++++ Data for the task

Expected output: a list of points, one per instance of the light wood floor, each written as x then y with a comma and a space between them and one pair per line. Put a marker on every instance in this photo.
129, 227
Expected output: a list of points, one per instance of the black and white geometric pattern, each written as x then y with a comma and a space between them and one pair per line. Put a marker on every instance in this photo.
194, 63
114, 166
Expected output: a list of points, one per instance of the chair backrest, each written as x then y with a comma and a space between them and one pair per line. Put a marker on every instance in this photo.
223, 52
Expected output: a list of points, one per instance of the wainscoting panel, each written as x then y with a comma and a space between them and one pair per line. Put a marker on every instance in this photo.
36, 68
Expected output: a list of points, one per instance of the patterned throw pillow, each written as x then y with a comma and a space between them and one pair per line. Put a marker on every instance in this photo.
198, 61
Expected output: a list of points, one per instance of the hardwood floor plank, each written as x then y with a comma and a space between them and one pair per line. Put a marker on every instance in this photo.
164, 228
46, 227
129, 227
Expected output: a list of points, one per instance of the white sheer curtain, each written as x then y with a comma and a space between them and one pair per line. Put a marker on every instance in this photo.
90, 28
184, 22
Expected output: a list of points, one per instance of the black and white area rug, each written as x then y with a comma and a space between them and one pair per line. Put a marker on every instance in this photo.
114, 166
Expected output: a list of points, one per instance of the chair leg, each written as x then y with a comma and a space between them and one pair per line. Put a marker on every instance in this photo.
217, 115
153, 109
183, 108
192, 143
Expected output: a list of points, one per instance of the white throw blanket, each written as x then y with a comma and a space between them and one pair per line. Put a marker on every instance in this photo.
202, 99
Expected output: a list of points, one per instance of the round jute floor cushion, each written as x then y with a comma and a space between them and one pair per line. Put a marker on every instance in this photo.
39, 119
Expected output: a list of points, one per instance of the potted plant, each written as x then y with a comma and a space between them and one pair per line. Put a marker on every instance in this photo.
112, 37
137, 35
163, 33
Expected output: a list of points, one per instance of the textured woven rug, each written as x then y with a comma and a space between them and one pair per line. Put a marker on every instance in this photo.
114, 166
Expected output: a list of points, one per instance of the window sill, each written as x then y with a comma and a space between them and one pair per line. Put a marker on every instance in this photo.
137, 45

++++++++

* **Work instructions**
Print only the lines from the one with "of the round" to the end of the records, both included.

* **Expected output**
Expected output: a list of points, one per instance of the round jute floor cushion, each written as x then y with a comma and a space between them and one pair per line. Put a marker on every instance in this photo.
39, 119
Expected output: a list of points, one per instance of the potted plant, each written as x then y with a comma and a space between them and one pair per line. Put a marker on every instance in this photo.
112, 37
137, 35
163, 33
Expected output: a list of points, one per instance of the textured woven rug, each written as x then y with a comma and a space between them and one pair per line. Put a marker on every instance in this photo.
114, 166
Expected output: a list of points, one per instance of the window sill, each written as x then y with a comma and a space between them and one pair per line. Put a marker on every instance in this photo.
137, 45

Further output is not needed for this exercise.